Transcribe the material below exactly as it appears.

┌──

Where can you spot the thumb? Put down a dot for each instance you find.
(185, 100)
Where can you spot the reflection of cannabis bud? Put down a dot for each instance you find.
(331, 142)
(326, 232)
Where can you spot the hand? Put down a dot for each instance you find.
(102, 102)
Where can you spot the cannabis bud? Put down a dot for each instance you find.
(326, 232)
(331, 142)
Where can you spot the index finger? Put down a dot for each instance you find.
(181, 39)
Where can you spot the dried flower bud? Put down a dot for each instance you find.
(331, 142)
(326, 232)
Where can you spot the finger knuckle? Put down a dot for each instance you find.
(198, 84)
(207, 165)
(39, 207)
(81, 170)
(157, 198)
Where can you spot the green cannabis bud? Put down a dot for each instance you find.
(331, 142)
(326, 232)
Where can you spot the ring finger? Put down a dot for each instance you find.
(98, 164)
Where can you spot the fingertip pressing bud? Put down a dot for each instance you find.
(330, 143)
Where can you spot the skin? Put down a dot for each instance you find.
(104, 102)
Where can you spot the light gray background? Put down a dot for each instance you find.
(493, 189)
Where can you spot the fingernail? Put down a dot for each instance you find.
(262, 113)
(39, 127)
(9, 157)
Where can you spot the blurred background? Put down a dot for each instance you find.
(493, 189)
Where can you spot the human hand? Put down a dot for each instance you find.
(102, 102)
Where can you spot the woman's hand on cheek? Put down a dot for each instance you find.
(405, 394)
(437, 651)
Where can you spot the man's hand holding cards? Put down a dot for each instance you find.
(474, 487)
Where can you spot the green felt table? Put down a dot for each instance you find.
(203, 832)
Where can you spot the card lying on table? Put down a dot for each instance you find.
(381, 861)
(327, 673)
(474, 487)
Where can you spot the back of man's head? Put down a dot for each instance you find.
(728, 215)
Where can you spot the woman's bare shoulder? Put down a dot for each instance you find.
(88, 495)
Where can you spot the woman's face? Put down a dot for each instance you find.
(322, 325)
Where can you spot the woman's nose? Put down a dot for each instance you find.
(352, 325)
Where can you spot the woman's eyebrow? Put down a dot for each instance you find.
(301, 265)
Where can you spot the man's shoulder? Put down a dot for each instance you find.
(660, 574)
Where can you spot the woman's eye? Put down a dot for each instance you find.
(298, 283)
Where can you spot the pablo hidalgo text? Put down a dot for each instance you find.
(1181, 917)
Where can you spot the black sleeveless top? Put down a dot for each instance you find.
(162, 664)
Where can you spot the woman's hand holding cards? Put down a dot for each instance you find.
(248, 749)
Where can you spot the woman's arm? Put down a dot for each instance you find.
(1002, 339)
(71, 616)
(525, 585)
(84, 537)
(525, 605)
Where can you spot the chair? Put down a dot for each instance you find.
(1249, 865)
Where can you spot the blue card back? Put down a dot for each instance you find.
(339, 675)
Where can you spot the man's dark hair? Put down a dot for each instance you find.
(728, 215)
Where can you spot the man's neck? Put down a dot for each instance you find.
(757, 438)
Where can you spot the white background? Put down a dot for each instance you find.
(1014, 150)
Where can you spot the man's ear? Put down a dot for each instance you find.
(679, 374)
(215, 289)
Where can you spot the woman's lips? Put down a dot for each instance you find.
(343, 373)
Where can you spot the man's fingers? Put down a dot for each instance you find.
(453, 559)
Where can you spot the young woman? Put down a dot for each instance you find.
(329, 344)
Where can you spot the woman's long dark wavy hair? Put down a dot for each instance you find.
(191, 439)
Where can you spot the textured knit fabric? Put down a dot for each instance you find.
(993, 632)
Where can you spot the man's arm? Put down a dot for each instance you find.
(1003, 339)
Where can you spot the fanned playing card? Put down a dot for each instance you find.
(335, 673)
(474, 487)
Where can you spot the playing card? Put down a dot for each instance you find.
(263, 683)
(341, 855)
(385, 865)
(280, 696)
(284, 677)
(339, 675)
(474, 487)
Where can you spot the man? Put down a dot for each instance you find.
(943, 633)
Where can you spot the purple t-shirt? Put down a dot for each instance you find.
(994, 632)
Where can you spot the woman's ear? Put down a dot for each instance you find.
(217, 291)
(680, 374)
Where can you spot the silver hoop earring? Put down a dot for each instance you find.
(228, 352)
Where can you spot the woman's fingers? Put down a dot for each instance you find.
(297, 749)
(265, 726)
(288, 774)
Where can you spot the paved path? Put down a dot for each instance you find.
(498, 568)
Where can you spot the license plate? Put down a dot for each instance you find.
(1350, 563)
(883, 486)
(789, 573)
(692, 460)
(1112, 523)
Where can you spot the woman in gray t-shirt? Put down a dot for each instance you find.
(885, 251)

└──

Task answer »
Where can you spot the thumb? Put down a dot for each instance you find.
(185, 100)
Where can you spot the reflection of cannabis bud? Put down a dot for each instance you find.
(331, 142)
(326, 232)
Where can you spot the hand? Put down a dot for each instance you find.
(102, 102)
Where can you spot the cannabis bud? Put down a dot for each instance you find.
(326, 232)
(331, 142)
Where can you spot the index finger? Put down a dot for each instance you find.
(181, 39)
Where can you spot the dried flower bud? Put down a dot for each instance you find.
(331, 142)
(326, 232)
Where can you spot the finger knuckle? Put down a dot for each instance you find.
(198, 84)
(207, 165)
(39, 207)
(81, 170)
(157, 198)
Where can you spot the green cannabis bud? Put down a dot for each instance you find.
(331, 142)
(326, 232)
Where can you spot the ring finger? Put down a dot for each instance you find.
(98, 164)
Where can you spot the fingertip pressing bud? Put down a dot for each instance you find.
(330, 143)
Where can you spot the skin? Put down a dot for each instance you find.
(104, 102)
Where can you spot the light gray background? Put down a dot for each instance you find.
(493, 189)
Where can you spot the fingernail? Put down a dot for each instance you find.
(262, 113)
(39, 127)
(9, 157)
Where can you spot the blurred background? Put down a dot for each instance you find.
(493, 189)
Where can you spot the human hand? Put down a dot for each instance you find.
(102, 102)
Where can you spot the woman's hand on cheek? Put down a dot for each instance you find.
(405, 394)
(437, 651)
Where can you spot the man's hand holding cards? Put down a dot for each instance you find.
(474, 487)
Where can you spot the green felt table? Put down a dot for each instance you find.
(203, 832)
Where can you spot the card lying on table? Put down a dot for each instance you find.
(381, 861)
(327, 673)
(474, 487)
Where can you spot the back of man's head? Put down a dot for each instance you find.
(728, 215)
Where can you spot the woman's bare shoulder? Put down a dot for each instance you find.
(88, 495)
Where can you spot the woman's face? Put down a dot for each instance you find.
(322, 325)
Where can you spot the woman's nose? Put down a dot for each instance you find.
(352, 325)
Where can you spot the woman's eyebrow? Put down a dot for each instance you find.
(301, 265)
Where can you spot the man's shoulder? Put down a dot for each instance you find.
(660, 574)
Where can you spot the woman's eye? Put down a dot for each instance you find.
(298, 283)
Where can you spot the pablo hidalgo text? Put down a dot for each instance you find.
(1181, 917)
Where can you spot the black sleeveless top? Put down a dot for each instance you find.
(162, 664)
Where can you spot the woman's hand holding cards? Put down a dot for each instance you find.
(248, 749)
Where can you spot the woman's arm? Put down a dot for each instance you find.
(1002, 339)
(71, 616)
(525, 585)
(84, 537)
(525, 605)
Where can you spot the chair? Put down a dot for each instance you find.
(1249, 865)
Where can you spot the blue card back? Put down a dot for each instance you find.
(339, 675)
Where can you spot the man's dark hair? Put down a dot for each instance you find.
(728, 215)
Where can you spot the man's neck? Put down a dot for each instance you find.
(757, 438)
Where can you spot the white background? Put down a dot for each instance you find.
(1014, 150)
Where can you spot the man's ear? Put down a dot for each instance you find.
(679, 374)
(215, 289)
Where can you spot the woman's lips? Put down a dot for each instance you find.
(343, 373)
Where can you spot the man's fingers? Put down a dot for each instance you find.
(453, 559)
Where can you spot the young woman? Put down a dot for each instance you find.
(329, 344)
Where can you spot the woman's long dark wavy hair? Put down a dot for each instance you find.
(191, 439)
Where can you spot the textured knit fabric? Put down a dot for each instance you find.
(993, 632)
Where can you spot the man's arm? Put down a dot for each instance you find.
(1003, 339)
Where can you spot the fanned playing card? Put down a dot for each instance you find.
(335, 673)
(474, 487)
Where can you spot the playing card? Put down a dot for each instance you find.
(263, 683)
(341, 855)
(385, 865)
(280, 696)
(284, 677)
(339, 675)
(474, 487)
Where can you spot the man? Put down a dot for each instance you find.
(943, 633)
Where can you spot the purple t-shirt? Put down a dot for each instance you find.
(994, 632)
Where can you spot the woman's ear? Put down a dot for each instance you find.
(217, 291)
(680, 374)
Where can you spot the silver hoop earring? Put down a dot for each instance you find.
(228, 352)
Where can you spot the woman's fingers? Put down a dot for each instance you find.
(297, 749)
(265, 726)
(288, 774)
Where can you spot the paved path? Put down a dot for each instance you find.
(498, 568)
Where can you spot the license plate? Put down a dot for each instance you find.
(1350, 563)
(883, 486)
(789, 573)
(692, 460)
(1112, 523)
Where can you spot the woman in gray t-shirt? Put down a dot for each instance you find.
(885, 251)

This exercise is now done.